Markus und Susanne Reipen
L&L: Herr Reipen, wie ist es zu der ungewöhnlichen Situation gekommen, dass am letzten Schützenfestdienstag Vater und Sohn gegeneinander angetreten sind?
Markus Reipen: Das ganze hat angefangen am Donnerstag vor Schützenfest. Da hat die Zugleitung der Scheibenschützen beim Löhnungsappell deutlich gemacht, dass es doch schön wäre, wenn im Jahr des 600jährigen Jubiläums ein Scheibenschütze Schützenkönig sei und hat den Aufruf gestartet, sich zu melden. Da habe ich zum ersten Mal gedacht, das wäre doch was für meinen Vater und habe ihn später dann auch angesprochen. Meine Eltern sind beide 70 Jahre alt geworden, das wäre doch ein schönes Geschenk, habe ich gesagt, zumal ich ja erlebt habe, wie sehr die beiden ihr Königsjahr in Grimlinghausen genossen haben. Ich habe dann nicht locker gelassen und vor dem Fackelzug – nachdem wir uns bei Ex-Majestät Jörg Antony mal nach den finanziellen Rahmenbedingungen erkundigt hatten – hatte ich ihn überzeugt. Er hat zugestimmt, aber unter einer Bedingung: Ich musste mitschießen.

- **Inhalt des Datensatzes**
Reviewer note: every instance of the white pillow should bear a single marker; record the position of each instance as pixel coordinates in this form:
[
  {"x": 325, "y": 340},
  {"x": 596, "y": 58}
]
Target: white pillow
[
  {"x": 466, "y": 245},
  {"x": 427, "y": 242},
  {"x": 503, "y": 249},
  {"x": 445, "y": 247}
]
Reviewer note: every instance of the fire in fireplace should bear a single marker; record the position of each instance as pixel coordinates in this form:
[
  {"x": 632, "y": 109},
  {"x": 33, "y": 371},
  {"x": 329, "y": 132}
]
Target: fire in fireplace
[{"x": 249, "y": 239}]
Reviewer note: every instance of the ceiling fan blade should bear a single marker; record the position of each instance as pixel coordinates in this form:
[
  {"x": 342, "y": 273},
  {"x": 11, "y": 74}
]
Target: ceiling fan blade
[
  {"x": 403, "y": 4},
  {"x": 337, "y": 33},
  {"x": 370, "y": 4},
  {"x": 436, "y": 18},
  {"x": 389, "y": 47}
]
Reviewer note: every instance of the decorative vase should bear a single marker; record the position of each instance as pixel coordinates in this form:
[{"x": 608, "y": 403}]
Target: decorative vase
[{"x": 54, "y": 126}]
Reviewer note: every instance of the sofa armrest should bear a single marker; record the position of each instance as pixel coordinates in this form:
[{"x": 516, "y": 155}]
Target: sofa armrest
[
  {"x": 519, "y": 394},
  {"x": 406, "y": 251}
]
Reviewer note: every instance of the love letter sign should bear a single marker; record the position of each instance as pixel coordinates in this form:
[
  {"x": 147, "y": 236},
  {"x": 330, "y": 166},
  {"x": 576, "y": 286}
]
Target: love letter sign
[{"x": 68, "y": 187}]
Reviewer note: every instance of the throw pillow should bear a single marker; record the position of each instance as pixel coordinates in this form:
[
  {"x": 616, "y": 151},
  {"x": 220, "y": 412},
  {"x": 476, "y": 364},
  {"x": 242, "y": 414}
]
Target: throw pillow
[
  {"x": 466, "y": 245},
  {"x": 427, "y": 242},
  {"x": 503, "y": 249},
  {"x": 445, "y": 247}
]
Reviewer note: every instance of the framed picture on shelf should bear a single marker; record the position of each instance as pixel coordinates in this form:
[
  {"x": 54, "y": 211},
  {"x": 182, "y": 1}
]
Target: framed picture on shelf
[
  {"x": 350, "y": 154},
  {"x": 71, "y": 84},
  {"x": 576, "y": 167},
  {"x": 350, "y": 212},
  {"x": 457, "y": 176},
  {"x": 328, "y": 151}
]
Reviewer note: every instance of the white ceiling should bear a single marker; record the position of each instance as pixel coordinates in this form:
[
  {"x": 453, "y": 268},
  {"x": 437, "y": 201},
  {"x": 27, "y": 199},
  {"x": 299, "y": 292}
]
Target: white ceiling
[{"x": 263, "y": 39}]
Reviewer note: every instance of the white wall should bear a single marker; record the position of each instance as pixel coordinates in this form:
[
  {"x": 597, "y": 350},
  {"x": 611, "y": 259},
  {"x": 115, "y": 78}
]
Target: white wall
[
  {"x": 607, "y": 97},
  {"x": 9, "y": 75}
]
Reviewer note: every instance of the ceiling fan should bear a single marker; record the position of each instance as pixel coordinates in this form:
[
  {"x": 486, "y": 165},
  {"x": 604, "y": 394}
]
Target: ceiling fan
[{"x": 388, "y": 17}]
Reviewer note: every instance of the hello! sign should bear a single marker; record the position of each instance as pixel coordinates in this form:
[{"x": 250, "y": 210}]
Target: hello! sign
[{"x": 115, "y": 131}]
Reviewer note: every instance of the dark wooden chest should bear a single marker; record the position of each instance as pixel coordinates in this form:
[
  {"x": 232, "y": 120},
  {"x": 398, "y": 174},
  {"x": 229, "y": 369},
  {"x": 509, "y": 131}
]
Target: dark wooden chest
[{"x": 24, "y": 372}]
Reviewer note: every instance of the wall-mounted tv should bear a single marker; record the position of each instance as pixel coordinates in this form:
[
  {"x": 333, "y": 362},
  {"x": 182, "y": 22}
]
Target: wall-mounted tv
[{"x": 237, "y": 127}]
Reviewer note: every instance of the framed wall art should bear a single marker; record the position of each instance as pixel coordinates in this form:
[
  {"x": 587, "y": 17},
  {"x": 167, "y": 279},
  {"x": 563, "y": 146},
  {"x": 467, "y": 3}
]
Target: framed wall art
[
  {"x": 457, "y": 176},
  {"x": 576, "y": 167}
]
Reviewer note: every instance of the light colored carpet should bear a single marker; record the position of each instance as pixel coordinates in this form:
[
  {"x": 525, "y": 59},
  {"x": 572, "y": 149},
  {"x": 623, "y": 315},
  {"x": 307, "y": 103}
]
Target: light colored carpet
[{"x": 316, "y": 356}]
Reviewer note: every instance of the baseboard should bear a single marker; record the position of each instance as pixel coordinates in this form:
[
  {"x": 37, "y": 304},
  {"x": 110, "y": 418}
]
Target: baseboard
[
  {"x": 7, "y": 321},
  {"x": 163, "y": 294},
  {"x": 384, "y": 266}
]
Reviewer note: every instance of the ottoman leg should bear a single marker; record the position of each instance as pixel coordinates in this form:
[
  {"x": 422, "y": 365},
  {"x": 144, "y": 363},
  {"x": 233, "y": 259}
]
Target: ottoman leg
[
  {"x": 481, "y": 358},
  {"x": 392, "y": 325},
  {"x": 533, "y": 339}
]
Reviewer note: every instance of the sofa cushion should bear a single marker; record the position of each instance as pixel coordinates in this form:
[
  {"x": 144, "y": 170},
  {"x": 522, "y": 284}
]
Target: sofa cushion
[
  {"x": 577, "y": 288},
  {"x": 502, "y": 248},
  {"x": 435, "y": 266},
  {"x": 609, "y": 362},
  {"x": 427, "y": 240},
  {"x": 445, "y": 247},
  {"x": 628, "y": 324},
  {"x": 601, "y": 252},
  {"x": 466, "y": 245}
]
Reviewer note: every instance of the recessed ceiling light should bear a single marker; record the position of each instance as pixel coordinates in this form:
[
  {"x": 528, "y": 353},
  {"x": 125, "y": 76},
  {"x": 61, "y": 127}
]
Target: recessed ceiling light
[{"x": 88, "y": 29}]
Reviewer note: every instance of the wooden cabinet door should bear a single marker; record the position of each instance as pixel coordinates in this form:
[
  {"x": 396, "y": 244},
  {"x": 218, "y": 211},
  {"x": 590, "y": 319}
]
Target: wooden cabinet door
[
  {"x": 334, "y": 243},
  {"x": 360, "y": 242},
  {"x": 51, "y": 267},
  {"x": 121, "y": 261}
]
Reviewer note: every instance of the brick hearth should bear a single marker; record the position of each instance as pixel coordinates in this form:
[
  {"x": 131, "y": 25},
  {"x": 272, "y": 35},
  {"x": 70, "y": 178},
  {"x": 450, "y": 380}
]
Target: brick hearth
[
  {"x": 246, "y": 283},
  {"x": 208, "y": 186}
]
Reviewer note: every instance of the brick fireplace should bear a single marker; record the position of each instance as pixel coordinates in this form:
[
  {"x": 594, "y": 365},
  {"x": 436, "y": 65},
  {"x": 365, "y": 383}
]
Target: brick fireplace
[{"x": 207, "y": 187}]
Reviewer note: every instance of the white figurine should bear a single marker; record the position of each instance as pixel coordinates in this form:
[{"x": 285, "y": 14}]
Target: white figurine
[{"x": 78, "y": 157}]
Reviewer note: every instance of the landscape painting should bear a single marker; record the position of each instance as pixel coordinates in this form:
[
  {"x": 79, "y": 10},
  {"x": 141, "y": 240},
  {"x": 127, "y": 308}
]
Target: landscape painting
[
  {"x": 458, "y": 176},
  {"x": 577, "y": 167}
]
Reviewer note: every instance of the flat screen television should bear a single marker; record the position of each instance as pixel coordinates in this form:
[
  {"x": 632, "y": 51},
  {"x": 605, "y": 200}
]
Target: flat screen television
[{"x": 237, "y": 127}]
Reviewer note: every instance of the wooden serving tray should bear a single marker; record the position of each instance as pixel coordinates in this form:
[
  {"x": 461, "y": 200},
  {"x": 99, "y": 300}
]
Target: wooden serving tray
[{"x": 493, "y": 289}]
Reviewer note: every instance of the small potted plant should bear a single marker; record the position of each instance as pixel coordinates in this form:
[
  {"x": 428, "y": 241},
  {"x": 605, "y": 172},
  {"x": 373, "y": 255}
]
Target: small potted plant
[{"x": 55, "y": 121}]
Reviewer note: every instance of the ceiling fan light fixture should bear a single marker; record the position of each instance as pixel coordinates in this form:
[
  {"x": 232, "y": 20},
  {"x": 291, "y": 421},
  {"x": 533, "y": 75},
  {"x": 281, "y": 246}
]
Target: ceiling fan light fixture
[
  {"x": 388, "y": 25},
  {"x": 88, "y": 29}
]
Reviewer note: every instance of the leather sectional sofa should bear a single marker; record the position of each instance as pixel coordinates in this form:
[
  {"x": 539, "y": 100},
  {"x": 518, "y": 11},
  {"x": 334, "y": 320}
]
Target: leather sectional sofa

- **Ihre Aufgaben**
1. Fassen Sie das Interview in zwei Sätzen zusammen.
2. Erläutern Sie anhand des Interviews, weshalb Markus Reipen die Teilnahme seines Vaters für ein schönes Geschenk hielt.
3. Bei wem erkundigte man sich laut dem Interview nach den finanziellen Rahmenbedingungen?

- **Antworten je Aufgabe**
1. Markus Reipen berichtet, dass die Zugleitung der Scheibenschützen am Donnerstag vor Schützenfest dazu aufrief, sich zu melden, damit im Jahr des 600jährigen Jubiläums ein Scheibenschütze Schützenkönig werde. Daraufhin sprach er seinen Vater an und überzeugte ihn vor dem Fackelzug, wobei dieser nur unter der Bedingung zustimmte, dass sein Sohn mitschießen müsse.

2. Seine Eltern waren beide 70 Jahre alt geworden. Zudem hatte er erlebt, wie sehr die beiden ihr Königsjahr in Grimlinghausen genossen hatten.

3. Bei Ex-Majestät Jörg Antony.